▶ **Input material**
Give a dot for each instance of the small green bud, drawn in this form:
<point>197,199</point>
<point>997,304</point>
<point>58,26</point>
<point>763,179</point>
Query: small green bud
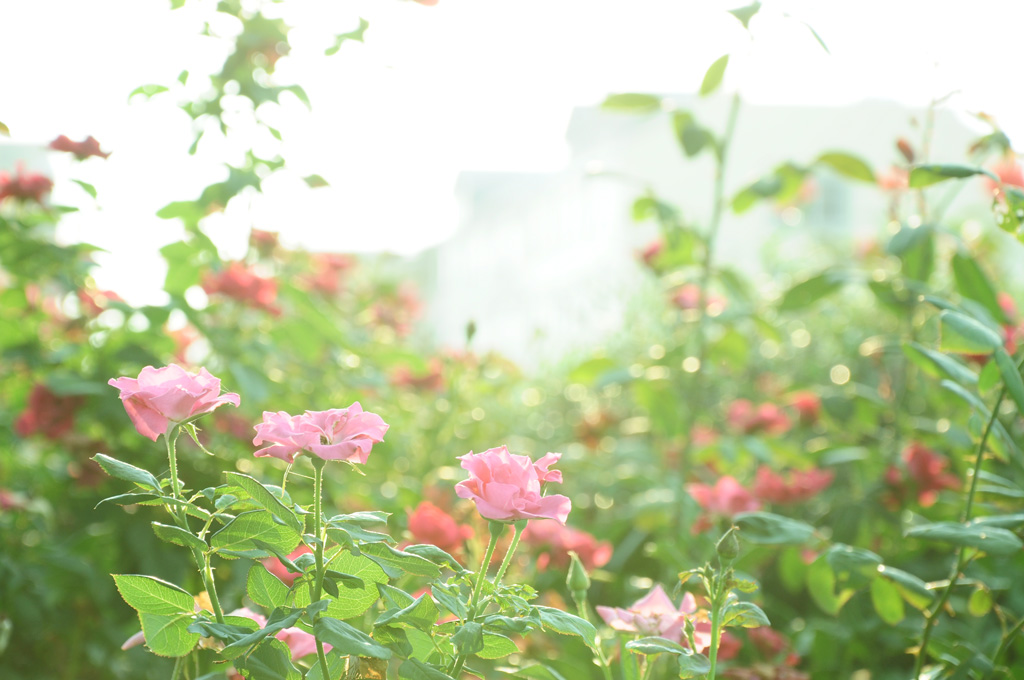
<point>728,545</point>
<point>578,581</point>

▶ **Short problem**
Type out every item above word for word, skipping the pictures.

▶ **Full solution**
Give a dot for each instance of the small green bud, drawn in this form:
<point>197,199</point>
<point>997,304</point>
<point>58,26</point>
<point>763,179</point>
Query: small green bud
<point>728,545</point>
<point>578,581</point>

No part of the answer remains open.